POLMETH Archives

Political Methodology Society

POLMETH@LISTSERV.WUSTL.EDU

Options: Use Forum View

Use Monospaced Font
Show Text Part by Default
Show All Mail Headers

Message: [<< First] [< Prev] [Next >] [Last >>]
Topic: [<< First] [< Prev] [Next >] [Last >>]
Author: [<< First] [< Prev] [Next >] [Last >>]

Print Reply
Subject:
From:
Jasjeet Singh Sekhon <[log in to unmask]>
Reply To:
Political Methodology Society <[log in to unmask]>
Date:
Fri, 6 Oct 2006 13:29:36 -0700
Content-Type:
text/plain
Parts/Attachments:
text/plain (94 lines)
Neal and Jake raise a good point regarding the quality of code written
by most social scientists.  But the quality of professional
statistical software also leaves much to be desired. For examples of
serious quality issues see the work of B. D. McCullough including his
2003 AER article with Vinod.  In this article, a large number of
software packages give a solution when none exists because of
quasi-complete separation in a probit regression. The probit
likelihood under the usual identifying assumptions is globally concave
hence it is considered an easy optimization problem.  And
quasi-complete separation is easy to check for with analytical first
and second derivatives or with a good implementation of a modern
numerical derivative algorithm.  If these packages fail with probit,
forget about more complicated problems. "Verifying the Solution from a
Nonlinear Solver: A Case Study," American Economic Review 93(3),
873-892, 2003.

And there was the infamous WinBUGS syntax interpreter bug which parsed
-(b-c) as -b-c. Screwing up the basic properties of arithmetic---cool!
See, http://www.cognigencorp.com/nonmem/nm/99jun042004.html

Of course, I trust code from the R core team or SAS far more than that
from a random person, political scientists or not.  But show me the
source and the results of rigorous regression tests----no, not that
kind of regression, see
http://en.wikipedia.org/wiki/Regression_testing.

- Extracted records -

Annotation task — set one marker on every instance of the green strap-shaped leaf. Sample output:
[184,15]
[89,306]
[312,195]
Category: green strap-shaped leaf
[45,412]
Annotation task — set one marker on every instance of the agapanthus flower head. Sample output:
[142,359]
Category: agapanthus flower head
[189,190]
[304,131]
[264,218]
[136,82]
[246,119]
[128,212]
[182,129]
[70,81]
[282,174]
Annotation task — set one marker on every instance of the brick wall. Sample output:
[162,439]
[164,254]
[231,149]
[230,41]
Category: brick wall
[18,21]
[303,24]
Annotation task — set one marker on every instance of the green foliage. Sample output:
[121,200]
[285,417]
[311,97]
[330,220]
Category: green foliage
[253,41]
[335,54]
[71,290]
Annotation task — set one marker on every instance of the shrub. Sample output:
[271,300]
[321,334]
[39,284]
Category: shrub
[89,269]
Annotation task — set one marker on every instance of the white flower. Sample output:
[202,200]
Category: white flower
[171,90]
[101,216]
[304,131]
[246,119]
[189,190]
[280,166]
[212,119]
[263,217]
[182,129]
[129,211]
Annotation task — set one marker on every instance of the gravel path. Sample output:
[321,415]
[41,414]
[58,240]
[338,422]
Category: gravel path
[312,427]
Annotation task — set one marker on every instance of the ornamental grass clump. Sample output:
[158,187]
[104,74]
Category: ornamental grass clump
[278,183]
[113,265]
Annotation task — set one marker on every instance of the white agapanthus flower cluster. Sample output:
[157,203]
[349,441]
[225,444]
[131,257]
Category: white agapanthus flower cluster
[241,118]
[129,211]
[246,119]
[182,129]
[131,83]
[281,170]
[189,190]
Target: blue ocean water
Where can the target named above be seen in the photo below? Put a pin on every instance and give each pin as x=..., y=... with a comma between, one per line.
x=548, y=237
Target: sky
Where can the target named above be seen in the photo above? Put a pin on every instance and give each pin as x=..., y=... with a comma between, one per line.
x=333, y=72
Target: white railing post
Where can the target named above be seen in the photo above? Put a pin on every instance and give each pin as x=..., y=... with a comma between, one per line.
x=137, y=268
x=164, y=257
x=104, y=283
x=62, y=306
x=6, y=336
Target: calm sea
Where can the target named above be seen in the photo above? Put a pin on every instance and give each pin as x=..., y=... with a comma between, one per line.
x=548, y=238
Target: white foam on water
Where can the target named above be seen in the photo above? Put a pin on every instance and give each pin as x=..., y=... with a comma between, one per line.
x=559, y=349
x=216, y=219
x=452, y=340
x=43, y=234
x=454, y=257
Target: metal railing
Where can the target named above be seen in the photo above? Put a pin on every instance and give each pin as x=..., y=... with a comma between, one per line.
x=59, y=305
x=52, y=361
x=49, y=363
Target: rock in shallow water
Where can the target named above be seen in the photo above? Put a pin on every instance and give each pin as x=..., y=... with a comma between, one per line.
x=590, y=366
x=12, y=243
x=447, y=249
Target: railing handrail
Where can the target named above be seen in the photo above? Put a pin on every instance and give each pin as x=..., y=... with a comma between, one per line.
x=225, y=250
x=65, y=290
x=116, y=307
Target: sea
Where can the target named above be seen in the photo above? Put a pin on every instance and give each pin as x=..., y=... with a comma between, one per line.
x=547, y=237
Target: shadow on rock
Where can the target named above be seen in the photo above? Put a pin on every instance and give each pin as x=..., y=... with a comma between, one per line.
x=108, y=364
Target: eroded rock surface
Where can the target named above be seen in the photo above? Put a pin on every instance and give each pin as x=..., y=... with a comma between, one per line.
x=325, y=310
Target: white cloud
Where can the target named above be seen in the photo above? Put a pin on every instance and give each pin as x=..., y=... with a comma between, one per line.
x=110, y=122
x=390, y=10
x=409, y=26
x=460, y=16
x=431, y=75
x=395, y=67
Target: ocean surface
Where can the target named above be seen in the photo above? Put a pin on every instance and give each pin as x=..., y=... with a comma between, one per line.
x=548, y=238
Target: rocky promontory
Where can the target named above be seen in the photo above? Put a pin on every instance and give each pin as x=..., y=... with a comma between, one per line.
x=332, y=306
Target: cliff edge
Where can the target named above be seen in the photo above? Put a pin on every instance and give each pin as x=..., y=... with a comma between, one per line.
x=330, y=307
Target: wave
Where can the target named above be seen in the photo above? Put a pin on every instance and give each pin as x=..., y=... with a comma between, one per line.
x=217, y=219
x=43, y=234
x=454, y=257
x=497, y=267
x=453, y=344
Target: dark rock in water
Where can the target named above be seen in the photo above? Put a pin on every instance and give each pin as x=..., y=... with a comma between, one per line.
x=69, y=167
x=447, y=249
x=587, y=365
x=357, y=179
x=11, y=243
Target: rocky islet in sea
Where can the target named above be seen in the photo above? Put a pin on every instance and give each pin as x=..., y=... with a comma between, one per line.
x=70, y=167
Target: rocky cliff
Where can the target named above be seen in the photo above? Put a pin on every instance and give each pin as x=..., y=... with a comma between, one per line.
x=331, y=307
--
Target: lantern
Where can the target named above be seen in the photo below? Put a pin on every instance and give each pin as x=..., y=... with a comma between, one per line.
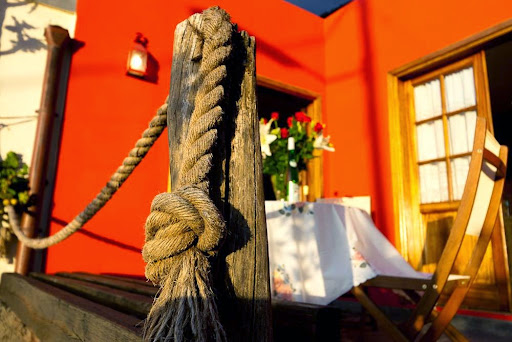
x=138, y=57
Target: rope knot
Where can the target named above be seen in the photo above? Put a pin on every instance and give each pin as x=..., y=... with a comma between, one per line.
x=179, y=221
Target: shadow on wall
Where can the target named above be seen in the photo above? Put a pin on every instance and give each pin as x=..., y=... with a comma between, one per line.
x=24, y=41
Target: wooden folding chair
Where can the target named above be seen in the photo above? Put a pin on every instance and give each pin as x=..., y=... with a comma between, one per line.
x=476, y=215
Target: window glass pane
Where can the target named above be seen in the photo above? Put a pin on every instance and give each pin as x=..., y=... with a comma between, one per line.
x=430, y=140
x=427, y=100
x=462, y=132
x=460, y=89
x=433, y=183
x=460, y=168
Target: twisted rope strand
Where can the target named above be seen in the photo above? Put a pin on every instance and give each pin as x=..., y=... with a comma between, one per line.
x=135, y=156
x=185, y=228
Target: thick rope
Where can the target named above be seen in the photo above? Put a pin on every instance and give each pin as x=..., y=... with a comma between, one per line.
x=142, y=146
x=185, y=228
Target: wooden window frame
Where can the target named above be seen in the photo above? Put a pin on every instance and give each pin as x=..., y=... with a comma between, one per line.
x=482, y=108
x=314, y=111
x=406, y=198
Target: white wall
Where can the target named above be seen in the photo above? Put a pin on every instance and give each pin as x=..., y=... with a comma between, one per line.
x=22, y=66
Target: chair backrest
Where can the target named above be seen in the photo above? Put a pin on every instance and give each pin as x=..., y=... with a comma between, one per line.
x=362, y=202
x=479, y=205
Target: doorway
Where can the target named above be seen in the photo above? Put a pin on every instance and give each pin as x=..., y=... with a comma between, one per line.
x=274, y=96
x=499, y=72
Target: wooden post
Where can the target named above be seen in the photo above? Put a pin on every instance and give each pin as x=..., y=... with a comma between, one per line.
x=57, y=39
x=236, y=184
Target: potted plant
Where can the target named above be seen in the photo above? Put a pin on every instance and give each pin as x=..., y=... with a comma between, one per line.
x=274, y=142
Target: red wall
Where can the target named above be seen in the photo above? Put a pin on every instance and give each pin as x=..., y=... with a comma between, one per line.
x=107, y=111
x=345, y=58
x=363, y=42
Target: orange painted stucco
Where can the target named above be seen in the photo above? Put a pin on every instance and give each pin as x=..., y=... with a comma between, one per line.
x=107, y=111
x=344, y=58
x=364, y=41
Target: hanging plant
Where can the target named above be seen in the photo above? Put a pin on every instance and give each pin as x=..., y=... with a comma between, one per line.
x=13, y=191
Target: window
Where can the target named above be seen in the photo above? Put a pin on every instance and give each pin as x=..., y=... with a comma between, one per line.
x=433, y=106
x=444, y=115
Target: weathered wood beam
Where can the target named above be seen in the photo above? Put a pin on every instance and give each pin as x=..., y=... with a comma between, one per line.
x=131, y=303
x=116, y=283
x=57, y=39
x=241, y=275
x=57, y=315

- Problem to work on -
Retype the part of the post on statistical software quality that begins with "See, http://www.cognigencorp.com/nonmem/nm/99jun042004.html" and stops after "http://en.wikipedia.org/wiki/Regression_testing.", keeping every character unchanged.

- Answer to the exercise -
See, http://www.cognigencorp.com/nonmem/nm/99jun042004.html

Of course, I trust code from the R core team or SAS far more than that
from a random person, political scientists or not.  But show me the
source and the results of rigorous regression tests----no, not that
kind of regression, see
http://en.wikipedia.org/wiki/Regression_testing.